Task directions: Please reproduce only the part of the material below that opens with the line containing "Reviewer note: verify that each instance of the bridge deck" and runs through the end of the material, keeping every line, requests included. Shift each x and y coordinate value in the answers up by 146.

[Dataset excerpts on object pointing]
++++++++++++++++++++
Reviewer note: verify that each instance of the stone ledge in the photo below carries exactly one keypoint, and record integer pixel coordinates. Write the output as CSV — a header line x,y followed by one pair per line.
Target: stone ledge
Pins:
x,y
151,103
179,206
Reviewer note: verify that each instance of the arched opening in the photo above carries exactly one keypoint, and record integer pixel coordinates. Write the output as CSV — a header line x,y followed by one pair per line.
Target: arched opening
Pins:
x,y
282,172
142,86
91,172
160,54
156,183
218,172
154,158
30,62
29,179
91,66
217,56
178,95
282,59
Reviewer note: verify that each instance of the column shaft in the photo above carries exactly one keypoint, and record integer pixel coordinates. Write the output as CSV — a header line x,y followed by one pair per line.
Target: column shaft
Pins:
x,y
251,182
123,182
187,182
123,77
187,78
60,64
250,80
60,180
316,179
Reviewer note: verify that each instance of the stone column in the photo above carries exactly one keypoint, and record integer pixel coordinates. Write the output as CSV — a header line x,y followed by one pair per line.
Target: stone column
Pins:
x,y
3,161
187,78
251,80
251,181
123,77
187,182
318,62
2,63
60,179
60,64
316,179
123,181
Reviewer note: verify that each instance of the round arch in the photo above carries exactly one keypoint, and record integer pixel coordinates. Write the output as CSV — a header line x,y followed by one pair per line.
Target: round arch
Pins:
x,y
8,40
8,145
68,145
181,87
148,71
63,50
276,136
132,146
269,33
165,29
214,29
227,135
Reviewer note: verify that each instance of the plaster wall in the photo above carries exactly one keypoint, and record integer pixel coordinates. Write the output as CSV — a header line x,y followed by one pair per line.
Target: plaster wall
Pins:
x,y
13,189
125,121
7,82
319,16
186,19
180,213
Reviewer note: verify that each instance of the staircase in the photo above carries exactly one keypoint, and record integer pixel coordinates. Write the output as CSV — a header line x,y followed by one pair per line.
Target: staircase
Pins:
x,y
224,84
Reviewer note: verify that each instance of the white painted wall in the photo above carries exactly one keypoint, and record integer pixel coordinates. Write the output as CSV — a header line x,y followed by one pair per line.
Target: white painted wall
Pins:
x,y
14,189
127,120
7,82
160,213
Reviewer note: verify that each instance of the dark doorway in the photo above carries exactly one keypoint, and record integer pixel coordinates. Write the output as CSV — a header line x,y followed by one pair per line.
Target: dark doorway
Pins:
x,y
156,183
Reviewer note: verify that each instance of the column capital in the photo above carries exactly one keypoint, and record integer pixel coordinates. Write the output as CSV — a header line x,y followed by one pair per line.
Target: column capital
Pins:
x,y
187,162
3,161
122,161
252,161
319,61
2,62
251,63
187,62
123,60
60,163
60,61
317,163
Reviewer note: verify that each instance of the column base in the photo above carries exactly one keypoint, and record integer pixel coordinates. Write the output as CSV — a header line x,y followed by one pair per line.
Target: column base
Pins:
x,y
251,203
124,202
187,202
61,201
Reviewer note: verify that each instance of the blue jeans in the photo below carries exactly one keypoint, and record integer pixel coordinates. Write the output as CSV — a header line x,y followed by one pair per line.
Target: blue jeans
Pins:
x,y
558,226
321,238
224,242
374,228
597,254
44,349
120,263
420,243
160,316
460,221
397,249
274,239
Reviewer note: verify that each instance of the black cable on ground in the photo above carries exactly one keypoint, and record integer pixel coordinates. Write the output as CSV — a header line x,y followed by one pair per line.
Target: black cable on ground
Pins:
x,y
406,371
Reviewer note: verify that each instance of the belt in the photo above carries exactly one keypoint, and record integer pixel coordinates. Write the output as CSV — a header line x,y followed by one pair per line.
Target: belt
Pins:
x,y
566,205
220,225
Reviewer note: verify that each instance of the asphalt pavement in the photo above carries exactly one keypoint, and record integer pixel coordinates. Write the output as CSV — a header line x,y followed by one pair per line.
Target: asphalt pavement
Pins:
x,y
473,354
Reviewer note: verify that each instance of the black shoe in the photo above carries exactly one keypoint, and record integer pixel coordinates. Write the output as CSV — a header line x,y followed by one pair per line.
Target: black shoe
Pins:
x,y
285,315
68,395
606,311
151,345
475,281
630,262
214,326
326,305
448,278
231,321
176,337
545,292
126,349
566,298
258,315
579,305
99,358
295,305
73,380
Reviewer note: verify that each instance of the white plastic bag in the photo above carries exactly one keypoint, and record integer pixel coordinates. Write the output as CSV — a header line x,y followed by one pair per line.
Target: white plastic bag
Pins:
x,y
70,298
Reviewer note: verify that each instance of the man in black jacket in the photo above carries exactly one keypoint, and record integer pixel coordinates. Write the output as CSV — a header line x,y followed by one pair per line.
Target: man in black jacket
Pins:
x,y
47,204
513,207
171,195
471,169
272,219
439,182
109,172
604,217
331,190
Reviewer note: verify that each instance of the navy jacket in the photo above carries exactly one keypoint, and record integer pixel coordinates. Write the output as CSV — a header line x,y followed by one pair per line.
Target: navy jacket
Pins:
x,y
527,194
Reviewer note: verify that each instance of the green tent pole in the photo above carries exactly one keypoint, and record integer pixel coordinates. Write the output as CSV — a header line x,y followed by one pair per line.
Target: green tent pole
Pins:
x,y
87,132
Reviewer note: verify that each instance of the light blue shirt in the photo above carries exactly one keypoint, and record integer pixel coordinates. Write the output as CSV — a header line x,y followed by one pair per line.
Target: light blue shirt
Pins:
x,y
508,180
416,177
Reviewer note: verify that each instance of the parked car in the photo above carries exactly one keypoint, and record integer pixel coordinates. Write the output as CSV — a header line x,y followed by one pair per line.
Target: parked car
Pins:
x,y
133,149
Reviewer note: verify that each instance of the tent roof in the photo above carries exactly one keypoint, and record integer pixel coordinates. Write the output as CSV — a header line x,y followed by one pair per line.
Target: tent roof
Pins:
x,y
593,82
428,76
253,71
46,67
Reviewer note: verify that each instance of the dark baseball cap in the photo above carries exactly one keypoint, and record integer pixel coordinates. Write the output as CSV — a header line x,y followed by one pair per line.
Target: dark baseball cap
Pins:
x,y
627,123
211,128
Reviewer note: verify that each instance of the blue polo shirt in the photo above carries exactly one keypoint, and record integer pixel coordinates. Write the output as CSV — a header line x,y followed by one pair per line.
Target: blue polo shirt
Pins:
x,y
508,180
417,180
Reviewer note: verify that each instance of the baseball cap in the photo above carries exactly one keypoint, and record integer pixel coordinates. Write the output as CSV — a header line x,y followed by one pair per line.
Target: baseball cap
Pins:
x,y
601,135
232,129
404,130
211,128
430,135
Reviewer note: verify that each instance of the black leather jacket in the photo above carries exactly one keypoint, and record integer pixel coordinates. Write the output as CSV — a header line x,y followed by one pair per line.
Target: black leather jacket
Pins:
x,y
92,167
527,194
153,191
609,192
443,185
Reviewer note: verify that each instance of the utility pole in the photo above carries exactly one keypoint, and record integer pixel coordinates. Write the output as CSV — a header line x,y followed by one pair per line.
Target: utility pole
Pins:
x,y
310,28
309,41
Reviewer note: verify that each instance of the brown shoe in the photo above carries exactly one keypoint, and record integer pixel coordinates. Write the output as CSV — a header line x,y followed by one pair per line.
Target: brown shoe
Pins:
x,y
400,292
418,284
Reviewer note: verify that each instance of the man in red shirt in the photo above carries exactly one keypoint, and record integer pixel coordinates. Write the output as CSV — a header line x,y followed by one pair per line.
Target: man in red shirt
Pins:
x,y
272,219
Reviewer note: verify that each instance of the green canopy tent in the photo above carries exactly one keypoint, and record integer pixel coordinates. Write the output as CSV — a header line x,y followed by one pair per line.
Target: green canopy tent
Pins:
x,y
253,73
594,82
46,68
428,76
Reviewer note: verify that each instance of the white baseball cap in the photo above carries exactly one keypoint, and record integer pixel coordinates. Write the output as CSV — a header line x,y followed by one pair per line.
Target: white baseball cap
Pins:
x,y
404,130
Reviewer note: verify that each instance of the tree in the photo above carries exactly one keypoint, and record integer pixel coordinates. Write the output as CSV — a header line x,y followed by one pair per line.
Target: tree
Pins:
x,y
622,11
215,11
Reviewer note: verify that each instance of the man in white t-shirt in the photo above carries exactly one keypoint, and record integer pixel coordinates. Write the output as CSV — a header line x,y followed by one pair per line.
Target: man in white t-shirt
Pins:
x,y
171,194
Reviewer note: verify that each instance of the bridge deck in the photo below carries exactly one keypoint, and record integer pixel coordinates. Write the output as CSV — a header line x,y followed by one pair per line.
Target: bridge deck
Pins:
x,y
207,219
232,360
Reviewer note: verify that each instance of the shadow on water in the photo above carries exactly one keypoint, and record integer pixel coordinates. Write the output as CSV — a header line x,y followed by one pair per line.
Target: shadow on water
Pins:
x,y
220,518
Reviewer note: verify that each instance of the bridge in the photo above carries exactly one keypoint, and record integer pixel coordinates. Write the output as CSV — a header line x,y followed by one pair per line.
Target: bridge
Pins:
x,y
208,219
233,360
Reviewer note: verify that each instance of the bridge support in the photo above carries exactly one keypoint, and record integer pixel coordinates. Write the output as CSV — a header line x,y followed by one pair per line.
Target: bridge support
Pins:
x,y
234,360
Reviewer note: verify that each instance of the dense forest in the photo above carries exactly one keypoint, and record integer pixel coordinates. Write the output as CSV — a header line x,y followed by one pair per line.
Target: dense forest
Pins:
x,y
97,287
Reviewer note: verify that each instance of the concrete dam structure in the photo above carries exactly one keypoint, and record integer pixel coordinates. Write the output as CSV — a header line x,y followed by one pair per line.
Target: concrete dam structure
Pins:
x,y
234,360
++++++++++++++++++++
Exercise response:
Reviewer note: verify that each instance of the bridge deck in the photo below carries exactly one keypoint, and record integer pixel coordinates. Write the output as CSV — a header line x,y followed by one pair per line.
Target: bridge deck
Pins:
x,y
353,365
378,506
Reviewer note: verify that each instance of the shadow on water in the photo above carries exactly one keypoint, and record integer pixel coordinates. Write the output as CSV — a header line x,y followed by one pair per line.
Target: shadow on water
Pins:
x,y
366,664
Reviewer note: verify that each instance of the bridge in the photo above carries exactly one keypoint, and record integer pixel coordinates. Write the output as CSV — a header line x,y followed by one pair per line.
Target: bridge
Pins:
x,y
354,365
379,506
Reviewer note: verify that each instance of the bridge support in the photo above carries exactly one keypoint, and record integer pixel coordinates. Write the output as CSV — a header line x,y followed by one pair per line.
Target: bridge support
Pins:
x,y
380,506
Reviewer note: verify that each instance of the dense forest in the photo above carries exactly one keypoint, and record integer pixel coordinates. Write the output as CSV — a header line x,y followed by one pair per line.
Target: dense forest
Pins:
x,y
243,433
Reviewer note: verify that each instance of the concrete dam structure in the photo above carries exactly one keypoint, and record integer pixel coordinates. Write the output as CSV — a header line x,y followed by one pair per line.
Target: concrete dam structure
Pins:
x,y
380,506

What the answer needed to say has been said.